§ **Entries provided**

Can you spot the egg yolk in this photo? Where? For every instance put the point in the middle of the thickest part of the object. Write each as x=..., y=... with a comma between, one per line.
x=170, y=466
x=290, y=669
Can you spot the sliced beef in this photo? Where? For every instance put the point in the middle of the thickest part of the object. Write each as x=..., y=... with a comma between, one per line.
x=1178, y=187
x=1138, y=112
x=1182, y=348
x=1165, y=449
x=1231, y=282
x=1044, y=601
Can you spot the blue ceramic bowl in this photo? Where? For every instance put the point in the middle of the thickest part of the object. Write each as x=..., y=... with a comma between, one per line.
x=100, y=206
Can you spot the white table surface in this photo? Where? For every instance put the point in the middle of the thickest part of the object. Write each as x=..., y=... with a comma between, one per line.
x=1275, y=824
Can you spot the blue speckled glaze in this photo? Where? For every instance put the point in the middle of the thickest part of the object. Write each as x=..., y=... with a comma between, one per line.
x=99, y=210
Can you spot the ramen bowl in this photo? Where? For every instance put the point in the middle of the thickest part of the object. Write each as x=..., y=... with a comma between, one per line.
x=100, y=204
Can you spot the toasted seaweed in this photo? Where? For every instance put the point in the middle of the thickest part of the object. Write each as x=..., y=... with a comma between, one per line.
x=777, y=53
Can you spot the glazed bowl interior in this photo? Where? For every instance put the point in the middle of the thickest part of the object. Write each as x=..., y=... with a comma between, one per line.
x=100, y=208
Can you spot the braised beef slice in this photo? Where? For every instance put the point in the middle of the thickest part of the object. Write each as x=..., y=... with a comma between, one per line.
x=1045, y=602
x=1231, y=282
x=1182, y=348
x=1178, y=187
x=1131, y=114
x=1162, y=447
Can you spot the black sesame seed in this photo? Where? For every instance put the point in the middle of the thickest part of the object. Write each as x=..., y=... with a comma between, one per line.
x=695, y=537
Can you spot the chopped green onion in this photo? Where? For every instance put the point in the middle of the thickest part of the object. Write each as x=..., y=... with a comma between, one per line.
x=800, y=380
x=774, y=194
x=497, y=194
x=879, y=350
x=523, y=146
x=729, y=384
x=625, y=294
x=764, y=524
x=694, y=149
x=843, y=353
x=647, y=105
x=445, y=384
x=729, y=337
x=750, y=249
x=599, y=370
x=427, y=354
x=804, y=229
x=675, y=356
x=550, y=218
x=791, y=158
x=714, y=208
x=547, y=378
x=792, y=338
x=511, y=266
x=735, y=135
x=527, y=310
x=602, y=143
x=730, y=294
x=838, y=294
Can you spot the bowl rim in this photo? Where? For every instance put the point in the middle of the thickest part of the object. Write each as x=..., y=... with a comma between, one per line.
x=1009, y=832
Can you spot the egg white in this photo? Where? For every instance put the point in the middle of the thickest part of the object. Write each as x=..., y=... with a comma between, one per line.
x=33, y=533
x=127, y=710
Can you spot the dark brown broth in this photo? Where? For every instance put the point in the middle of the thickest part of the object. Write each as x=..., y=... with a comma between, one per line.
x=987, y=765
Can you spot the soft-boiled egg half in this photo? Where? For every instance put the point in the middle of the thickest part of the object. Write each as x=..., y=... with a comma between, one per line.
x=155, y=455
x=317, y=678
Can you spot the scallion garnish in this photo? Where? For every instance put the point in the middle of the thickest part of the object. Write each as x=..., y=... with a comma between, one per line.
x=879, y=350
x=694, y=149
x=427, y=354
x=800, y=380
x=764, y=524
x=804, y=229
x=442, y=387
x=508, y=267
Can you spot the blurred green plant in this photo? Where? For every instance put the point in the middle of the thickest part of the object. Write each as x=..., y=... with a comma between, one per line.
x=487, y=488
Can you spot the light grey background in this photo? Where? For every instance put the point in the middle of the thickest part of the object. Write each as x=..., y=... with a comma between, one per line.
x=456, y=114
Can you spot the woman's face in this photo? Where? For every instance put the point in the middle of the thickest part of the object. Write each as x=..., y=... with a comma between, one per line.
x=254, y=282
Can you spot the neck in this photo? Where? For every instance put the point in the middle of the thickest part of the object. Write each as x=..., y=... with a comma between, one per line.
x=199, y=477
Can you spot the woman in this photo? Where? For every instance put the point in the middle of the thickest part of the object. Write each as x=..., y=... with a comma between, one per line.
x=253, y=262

§ **The task**
The entries above are to be retyped exactly.

§ **Response area**
Can you spot the egg yolk in this photo? Where? For every instance put the point in the middle of the thickest part of the object. Write each as x=..., y=... with a comma between, one per line.
x=170, y=466
x=290, y=669
Can you spot the sliced beef in this photo? Where? For every instance put the point in the middle of the thickest part of the object. Write each as x=..., y=... with a comma between, one per line.
x=1178, y=187
x=1138, y=112
x=1182, y=348
x=1165, y=449
x=1231, y=282
x=1044, y=601
Can you spot the blue ceramic bowl in this photo? Where? For every instance put the point in the middle of the thickest part of the object. Write each as x=..., y=... with a comma between, one per line.
x=100, y=206
Can you spot the white table surface in this photo? Where? For every instance put the point in the middle of the thickest part of the object. Write each as x=..., y=... with a comma between, one per line.
x=1275, y=824
Can you spot the blue speckled glaze in this photo? Where? For every instance put the point in the middle of the thickest part of the object. Write each as x=..., y=... with a comma between, one per line.
x=99, y=210
Can you spot the ramen bowl in this photo? Where? For every instance put the point in the middle of the thickest part of the object. Write each as x=..., y=... with a comma between, one per line.
x=100, y=204
Can you spot the toasted seaweed in this photo? Where? For every instance put the point in the middle of the thickest part of the object. Write each as x=..., y=... with a comma between, one per line.
x=777, y=53
Can you spot the glazed bowl interior in this photo? Where? For every instance put the point in the middle of the thickest part of the object. Write each as x=..., y=... with a comma between, one per line.
x=100, y=208
Can you spot the braised beef slice in this photo? Where? For every instance put the point in the middle of the thickest part of the object. Write each as x=..., y=... with a comma between, one per line.
x=1045, y=602
x=1231, y=282
x=1182, y=348
x=1178, y=187
x=1131, y=114
x=1162, y=447
Can you spot the black sesame seed in this photo? Where? For every instance put the point in the middle of the thickest part of the object. Write each as x=..., y=... with a comma between, one per line.
x=695, y=537
Can you spot the chopped green onion in this photo? Where? For every instance put the point in the middle of the thickest part of the object. Write each as x=..., y=... with a comma between, one per line.
x=800, y=380
x=774, y=194
x=497, y=194
x=879, y=350
x=523, y=146
x=729, y=384
x=625, y=294
x=764, y=524
x=694, y=149
x=843, y=353
x=647, y=105
x=445, y=384
x=729, y=337
x=750, y=249
x=599, y=370
x=427, y=354
x=804, y=229
x=675, y=356
x=550, y=218
x=791, y=158
x=714, y=208
x=547, y=378
x=792, y=338
x=511, y=266
x=735, y=135
x=527, y=310
x=602, y=143
x=730, y=294
x=838, y=294
Can you spot the bowl rim in this photo? Where? For every instance put the point in the middle of the thickest part of the object. Write each as x=..., y=... with a comma between, one per line.
x=1009, y=832
Can you spot the egg white in this photo? Where? For every instance put the point in the middle of the thickest part of the object. Write each as x=..., y=... with a comma between, one per line.
x=33, y=533
x=127, y=710
Can you spot the dark brown broth in this photo? Where? For every instance put the point in the middle of the thickest part of the object. Write each as x=..., y=... with a comma between, one per line.
x=987, y=765
Can you spot the soft-boiled egg half in this photo? Where? For every instance put the point in the middle of the thickest part of the object. Write each as x=..., y=... with a comma between, one per line.
x=155, y=455
x=317, y=678
Can you spot the scallion garnish in this photo? Where? For every instance put the point in the middle of the thickest part of the object. Write each as x=..., y=... with a comma between, one per line.
x=879, y=350
x=694, y=149
x=427, y=354
x=800, y=380
x=764, y=524
x=804, y=229
x=442, y=387
x=508, y=267
Can you spot the blurred green plant in this photo? Where? For every instance put the point in the middle of the thickest part of the object. Write each as x=..., y=... with a comma between, one per line.
x=487, y=488
Can you spot the light grey background in this photo? Where? For every instance put the point in the middle of the thickest part of the object. Write each as x=..., y=... with a comma between, one per line.
x=456, y=114
Can you spot the woman's face in this photo? Where? For every instance put the point in the middle of the thickest part of the object. Write each as x=..., y=... with a comma between, one per line.
x=254, y=282
Can you spot the neck in this photo? Where? For every instance put the point in the middle of the thickest part of the object. Write each as x=..., y=... with a comma between, one per line.
x=199, y=477
Can you spot the woman in this photo? Where? For every instance put the point in the middle of the thickest part of the object. Write each as x=..., y=... with a comma between, one per line.
x=253, y=262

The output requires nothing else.